Source text:

But I’m Not Ready!

It’s definitely a reason to be cheerful. In Devon last week, people were on the beach in actual bikinis (I was in my boyfriend’s shorts as I’d packed a little pessimistically). Flip flops were flapping well into the night, despite plummeting evening temperatures (I couldn’t feel my feet) and everywhere the glow of red faces that hadn’t seen the sun for about seven months warmed the streets. Spring has indeed sprung, with an early hint of summer.

Arriving back to London, I was brought back to earth with a bump. Underneath the exuberant smell of early barbecue smoke, something more sinister has raised its head. On my way back from a book reading (yes it’s a massive plug, click here for details) I was greeted by the sight of an enormous woman in a bright yellow bikini, not a blemish or blobby bit anywhere, and the highly accusatory tagline, “ARE YOU BEACH BODY READY?” Fantastic. No doubt the gyms are already full of sweaty women,  images of themselves in a pretty dress or said bikini looming large in front of them (the name escapes me but I do remember another ad campaign based entirely on this premise, as if reducing your risk of heart disease or, you know, preventing early death were simply about a quest to look good). It would be so lovely if the arrival of a few days of sunshine could be greeted with a walk in the park, a glass of wine outside a cafe perhaps, rather than a mad dash for the juicer or a new gym membership.

Material provided:
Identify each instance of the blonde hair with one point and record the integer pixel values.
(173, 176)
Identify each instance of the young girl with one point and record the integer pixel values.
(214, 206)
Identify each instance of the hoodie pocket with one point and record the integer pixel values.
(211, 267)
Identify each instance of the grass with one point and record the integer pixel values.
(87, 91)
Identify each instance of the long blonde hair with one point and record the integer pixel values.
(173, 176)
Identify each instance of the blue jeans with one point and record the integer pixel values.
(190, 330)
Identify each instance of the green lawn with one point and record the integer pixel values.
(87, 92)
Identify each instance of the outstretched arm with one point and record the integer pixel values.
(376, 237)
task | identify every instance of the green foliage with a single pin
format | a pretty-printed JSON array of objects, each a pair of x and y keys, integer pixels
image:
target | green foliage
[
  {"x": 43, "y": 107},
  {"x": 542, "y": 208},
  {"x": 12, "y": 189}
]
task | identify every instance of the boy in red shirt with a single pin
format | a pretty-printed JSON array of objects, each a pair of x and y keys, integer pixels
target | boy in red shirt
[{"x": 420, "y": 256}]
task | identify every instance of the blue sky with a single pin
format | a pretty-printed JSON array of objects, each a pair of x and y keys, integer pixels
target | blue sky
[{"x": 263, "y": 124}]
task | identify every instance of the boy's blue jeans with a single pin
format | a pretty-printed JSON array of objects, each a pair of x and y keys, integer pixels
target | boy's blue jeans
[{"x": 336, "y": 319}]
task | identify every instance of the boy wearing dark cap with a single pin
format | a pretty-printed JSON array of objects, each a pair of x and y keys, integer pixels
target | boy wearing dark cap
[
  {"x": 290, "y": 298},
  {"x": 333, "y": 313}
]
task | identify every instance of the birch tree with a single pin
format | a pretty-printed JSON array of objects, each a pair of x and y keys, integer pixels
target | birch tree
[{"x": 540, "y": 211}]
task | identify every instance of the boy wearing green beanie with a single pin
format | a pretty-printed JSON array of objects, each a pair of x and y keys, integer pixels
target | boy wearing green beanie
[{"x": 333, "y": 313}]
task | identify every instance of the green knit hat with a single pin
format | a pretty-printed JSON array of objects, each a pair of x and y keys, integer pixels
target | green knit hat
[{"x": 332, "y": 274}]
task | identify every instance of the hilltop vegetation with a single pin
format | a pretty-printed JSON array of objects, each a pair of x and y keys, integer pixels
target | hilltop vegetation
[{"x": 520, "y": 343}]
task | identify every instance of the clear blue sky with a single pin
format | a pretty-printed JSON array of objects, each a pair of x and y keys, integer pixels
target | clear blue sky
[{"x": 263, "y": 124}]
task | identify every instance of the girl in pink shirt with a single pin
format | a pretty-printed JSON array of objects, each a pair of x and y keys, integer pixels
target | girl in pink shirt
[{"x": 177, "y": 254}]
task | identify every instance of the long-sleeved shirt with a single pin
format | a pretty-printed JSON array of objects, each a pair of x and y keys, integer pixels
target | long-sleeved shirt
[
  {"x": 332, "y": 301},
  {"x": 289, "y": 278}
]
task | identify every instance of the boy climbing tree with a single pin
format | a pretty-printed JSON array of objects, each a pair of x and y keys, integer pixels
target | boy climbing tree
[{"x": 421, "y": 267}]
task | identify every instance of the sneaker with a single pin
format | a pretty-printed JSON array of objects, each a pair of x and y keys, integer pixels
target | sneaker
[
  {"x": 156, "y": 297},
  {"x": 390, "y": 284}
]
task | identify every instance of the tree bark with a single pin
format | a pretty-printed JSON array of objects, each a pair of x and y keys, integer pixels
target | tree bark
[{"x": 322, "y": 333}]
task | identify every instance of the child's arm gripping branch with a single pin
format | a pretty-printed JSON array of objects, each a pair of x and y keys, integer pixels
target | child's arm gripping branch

Required actions:
1 – Reproduce the beach body post word for word from "But I’m Not Ready!" to "hint of summer.".
2 – In the beach body post, what tagline appeared beside the woman in the bright yellow bikini?
3 – Please write the next part of the beach body post, picking up after its final sentence.

Written answers:
1 –
But I’m Not Ready!

It’s definitely a reason to be cheerful. In Devon last week, people were on the beach in actual bikinis (I was in my boyfriend’s shorts as I’d packed a little pessimistically). Flip flops were flapping well into the night, despite plummeting evening temperatures (I couldn’t feel my feet) and everywhere the glow of red faces that hadn’t seen the sun for about seven months warmed the streets. Spring has indeed sprung, with an early hint of summer.

2 – "ARE YOU BEACH BODY READY?"

3 –
It seems horrifying that such a blatantly sexist advert is still allowed in this day and age. And yes, it is sexist. Having recently devoured How To Be a Woman by Caitlin Moran (If you haven’t, you should) a lot of complex issues are reduced to some wonderfully simple questions. One being, ‘are the boys doing it?’ And in this case, no, of course they aren’t. While I am aware that there are plenty of unrealistic representations of men’s bodies, the tone is rather different. I don’t see them being practically screamed at from a billboard by a giant headless woman for being a lazy cow and daring to let your figure morph into some sort of hideous slop that self-respecting people don’t want paraded in front of them while they’re trying to defend their ice cream from a marauding seagull. I don’t appreciate being told I can’t wear what I like on the beach unless I’ve substituted real and natural food for some protein powder that turns you into a fart machine. Believe me, I know.

It is ridiculous that we are still subjected to such a narrow ideal when it comes to beauty. I am aware that they have a job to do and a product to sell, but it is so all-pervasive I find myself swayed by it even when I am aware of what it is doing. I’m sure I can’t be the only one. Personally, I stare at her flat stomach and thighs, an area of personal concern, while others will look at the round boobs or the narrow top of the arms. And it gets everywhere. I restrained myself from protesting to someone on the train that I’d actually been for a run, when I overheard comments about obesity while I was eating a Mars bar on the tube (have you noticed? Women hardly ever eat chocolate in public). The impact of this stuff is too important to be understated. A frightening study recently found that being underweight could drastically increase your chances of dementia. This does not surprise me. Bouncing on and off fad diets, starving yourself, juicing, eating nothing but carrots and kale, none of these options is going to give you the right amount of nutrients in order to secure proper brain and body function. It reminds me of that bit in Bridget Jones’ Diary, where she had genuinely forgotten that calories were necessary, rather than people just being greedy and breaking their diets.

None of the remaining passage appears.